--- START ---

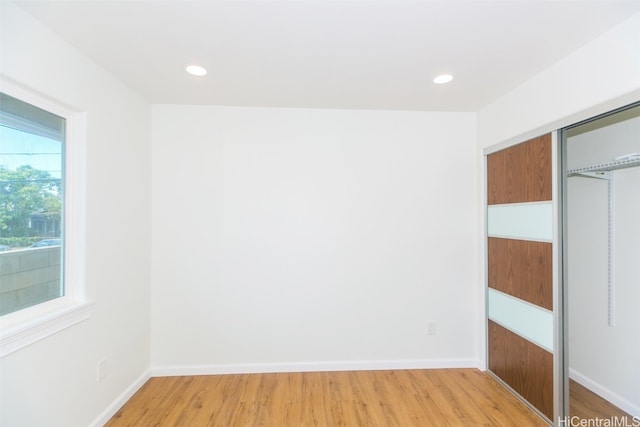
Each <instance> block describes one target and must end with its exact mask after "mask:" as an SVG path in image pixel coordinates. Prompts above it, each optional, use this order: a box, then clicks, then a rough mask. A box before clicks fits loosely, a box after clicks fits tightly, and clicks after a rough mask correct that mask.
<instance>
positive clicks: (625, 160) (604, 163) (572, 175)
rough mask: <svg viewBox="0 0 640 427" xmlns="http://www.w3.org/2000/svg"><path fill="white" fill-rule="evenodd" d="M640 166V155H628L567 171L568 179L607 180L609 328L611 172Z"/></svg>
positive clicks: (614, 297)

--- END ---

### Activity:
Make an exact copy of the records above, with the pictures left out.

### Problem solution:
Each <instance> block describes one target and must end with its exact mask after "mask:" as an SVG path in image pixel coordinates. Prompts above it, each optional, use this order: a box, then clicks, then a rough mask. A box before clicks fits loosely, a box after clicks fits tightly, and clicks after a rough mask correct that mask.
<instance>
positive clicks: (625, 160) (604, 163) (572, 175)
rough mask: <svg viewBox="0 0 640 427" xmlns="http://www.w3.org/2000/svg"><path fill="white" fill-rule="evenodd" d="M640 166V155H628L567 171L568 179L607 180L609 328L611 172Z"/></svg>
positive clicks: (614, 297)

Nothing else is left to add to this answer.